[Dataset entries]
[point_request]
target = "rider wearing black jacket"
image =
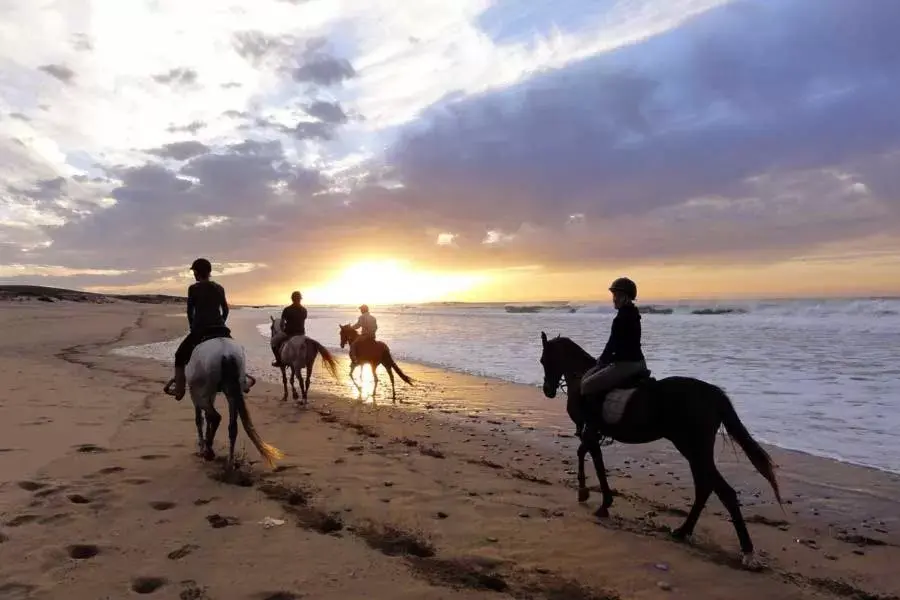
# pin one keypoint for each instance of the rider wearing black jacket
(207, 311)
(622, 357)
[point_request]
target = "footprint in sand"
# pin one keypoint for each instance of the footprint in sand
(82, 551)
(147, 585)
(110, 470)
(90, 449)
(182, 552)
(218, 521)
(22, 520)
(32, 486)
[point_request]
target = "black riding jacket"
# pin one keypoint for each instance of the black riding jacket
(624, 343)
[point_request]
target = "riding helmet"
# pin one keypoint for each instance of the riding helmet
(201, 266)
(626, 286)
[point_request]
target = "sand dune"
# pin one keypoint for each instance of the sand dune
(102, 497)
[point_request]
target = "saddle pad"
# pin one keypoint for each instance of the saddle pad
(614, 405)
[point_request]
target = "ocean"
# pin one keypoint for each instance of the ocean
(819, 376)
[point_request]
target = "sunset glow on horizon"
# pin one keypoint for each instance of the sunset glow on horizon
(475, 150)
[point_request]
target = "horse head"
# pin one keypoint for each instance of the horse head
(348, 334)
(274, 326)
(552, 364)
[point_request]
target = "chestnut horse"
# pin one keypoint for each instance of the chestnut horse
(373, 353)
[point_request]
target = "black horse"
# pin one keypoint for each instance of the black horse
(686, 411)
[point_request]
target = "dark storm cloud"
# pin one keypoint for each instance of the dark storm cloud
(746, 90)
(323, 69)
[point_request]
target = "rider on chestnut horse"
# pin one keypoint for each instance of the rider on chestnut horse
(368, 325)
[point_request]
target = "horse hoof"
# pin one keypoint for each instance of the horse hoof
(751, 562)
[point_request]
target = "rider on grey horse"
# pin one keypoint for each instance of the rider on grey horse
(622, 357)
(207, 311)
(293, 322)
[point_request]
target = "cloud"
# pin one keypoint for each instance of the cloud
(177, 76)
(324, 70)
(181, 150)
(61, 72)
(328, 112)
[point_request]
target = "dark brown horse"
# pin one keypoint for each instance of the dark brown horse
(373, 353)
(686, 411)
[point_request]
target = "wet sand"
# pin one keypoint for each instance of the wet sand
(102, 496)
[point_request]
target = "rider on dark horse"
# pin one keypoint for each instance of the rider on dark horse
(368, 326)
(293, 322)
(207, 311)
(622, 357)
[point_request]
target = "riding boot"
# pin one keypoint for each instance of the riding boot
(180, 383)
(277, 361)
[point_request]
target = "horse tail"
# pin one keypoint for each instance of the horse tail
(327, 358)
(758, 456)
(231, 380)
(391, 364)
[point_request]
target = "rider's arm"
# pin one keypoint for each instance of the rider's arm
(224, 305)
(191, 306)
(609, 350)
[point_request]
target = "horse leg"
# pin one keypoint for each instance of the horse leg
(393, 389)
(232, 432)
(284, 382)
(308, 378)
(583, 492)
(600, 467)
(375, 381)
(198, 420)
(294, 393)
(729, 499)
(703, 487)
(213, 418)
(358, 388)
(703, 470)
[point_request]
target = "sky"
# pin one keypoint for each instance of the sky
(395, 151)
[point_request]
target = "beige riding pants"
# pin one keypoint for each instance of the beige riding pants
(603, 379)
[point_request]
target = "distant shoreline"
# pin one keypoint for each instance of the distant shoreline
(55, 294)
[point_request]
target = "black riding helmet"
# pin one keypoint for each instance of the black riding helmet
(201, 266)
(626, 286)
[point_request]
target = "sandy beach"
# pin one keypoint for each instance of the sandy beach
(102, 495)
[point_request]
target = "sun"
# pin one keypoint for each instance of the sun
(391, 282)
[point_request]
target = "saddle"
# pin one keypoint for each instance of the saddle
(615, 402)
(214, 333)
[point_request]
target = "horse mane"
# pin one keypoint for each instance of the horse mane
(568, 344)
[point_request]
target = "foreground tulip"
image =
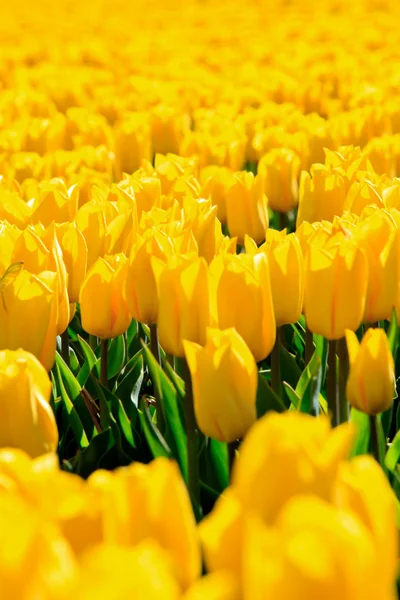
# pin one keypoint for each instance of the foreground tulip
(242, 292)
(28, 315)
(280, 169)
(104, 310)
(370, 385)
(224, 376)
(184, 302)
(335, 289)
(27, 421)
(246, 207)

▶ **Problem requirements**:
Without the pictures, restate all the entries above exactly.

▶ **Task solution**:
[point_request]
target = "rider wearing black jacket"
image =
# pin one keypoint for each instance of the rider wearing black jacket
(207, 311)
(622, 357)
[point_request]
target = "footprint in sand"
# pin one keypoint for each instance of the footprint in sand
(82, 551)
(147, 585)
(110, 470)
(90, 449)
(182, 552)
(218, 521)
(22, 520)
(32, 486)
[point_request]
target = "black riding jacket"
# pin one keypoint for each instance of the black riding jacket
(624, 343)
[point_request]
target = "riding helmet"
# pin one keypoint for each instance of the riding helmet
(201, 266)
(626, 286)
[point_request]
target = "sand dune"
# pin one keypoint for each instance of the sand dune
(102, 497)
[point_request]
target = "saddle pad"
# pin one keypoint for each instance of the saddle pad
(614, 405)
[point_request]
target = "ocean"
# pin one keypoint for each instance of the ocean
(819, 376)
[point_request]
target = "sunset glow on horizon"
# pin one keypoint for each instance of the sunset glow on horizon
(475, 150)
[point_request]
target = "horse head"
# pin one keypoint for each instance of the horse head
(348, 334)
(274, 326)
(552, 364)
[point_request]
target = "chestnut horse"
# pin one keypoint for each instance of the chestnut horse
(373, 353)
[point_request]
target = "black horse"
# pin one keypoint for each instance of the black horse
(686, 411)
[point_request]
target = "dark storm cloud"
# pin one keypoint for each instance of the dark storm cloud
(746, 90)
(323, 69)
[point_request]
target = "rider on chestnut horse"
# pin one keypoint for each instance of the rider on chestnut horse
(368, 325)
[point_request]
target = "horse hoof"
# pin one keypoint for each instance of the horse hoof
(751, 562)
[point_request]
target = "rider on grey horse"
# pin one keypoint for each instance of the rider on grey horse
(622, 357)
(207, 311)
(293, 322)
[point_request]
target = "cloud"
# pin one keypoint for each instance of the cloud
(177, 76)
(324, 70)
(181, 150)
(61, 72)
(328, 112)
[point_request]
target = "dark brown horse"
# pin one keypoint for each instance of the dark brown horse
(373, 353)
(686, 411)
[point_request]
target = "wet sand"
# pin one keypoint for each instance of the wet sand
(102, 496)
[point_request]
target = "rider on dark horse"
# pin one keypoint for each instance of the rider on dark horse
(368, 326)
(293, 322)
(207, 311)
(622, 357)
[point_request]
target = "riding boot"
# pin one keypoint for each instance of the riding boot
(180, 383)
(277, 361)
[point_request]
target = "horse tail"
# pin one keypoint for each instance of the horse tail
(327, 358)
(758, 456)
(231, 380)
(391, 364)
[point_request]
target = "rider's arm"
# pin one keypoint for each instance of the rider's arm
(224, 305)
(191, 306)
(609, 350)
[point_request]
target = "horse leg"
# pin one keypoint for each instance of the horse leg
(393, 389)
(232, 432)
(284, 382)
(308, 378)
(583, 492)
(600, 467)
(375, 381)
(198, 420)
(294, 393)
(729, 499)
(703, 487)
(213, 418)
(358, 388)
(703, 470)
[point_request]
target = "sky"
# pin one keypoint for each instance of the sky
(395, 151)
[point_request]
target = "beige riding pants"
# pin one keypoint for each instance of the beige riding pants
(603, 379)
[point_request]
target = "distant shoreline"
# pin one keypoint for each instance of the distant shoreline
(55, 294)
[point_request]
target = "black riding helmet"
# pin one keypoint for each instance of the black riding helmet
(201, 266)
(626, 286)
[point_request]
target = "sandy beach"
# pin one keypoint for each instance of the sandy beach
(102, 495)
[point_request]
target = "sun"
# pin one keypoint for each instance of the sun
(391, 282)
[point_request]
target = "saddle"
# pin one keypoint for each instance of the saddle
(615, 402)
(214, 333)
[point_request]
target = "horse mane"
# pin one keypoint for each instance of the horse mane
(568, 344)
[point_request]
target = "foreground tulip"
image =
# pin one keypoint for each instance of the foreground tulip
(242, 292)
(28, 315)
(280, 169)
(104, 310)
(370, 385)
(224, 376)
(184, 302)
(335, 289)
(27, 421)
(246, 207)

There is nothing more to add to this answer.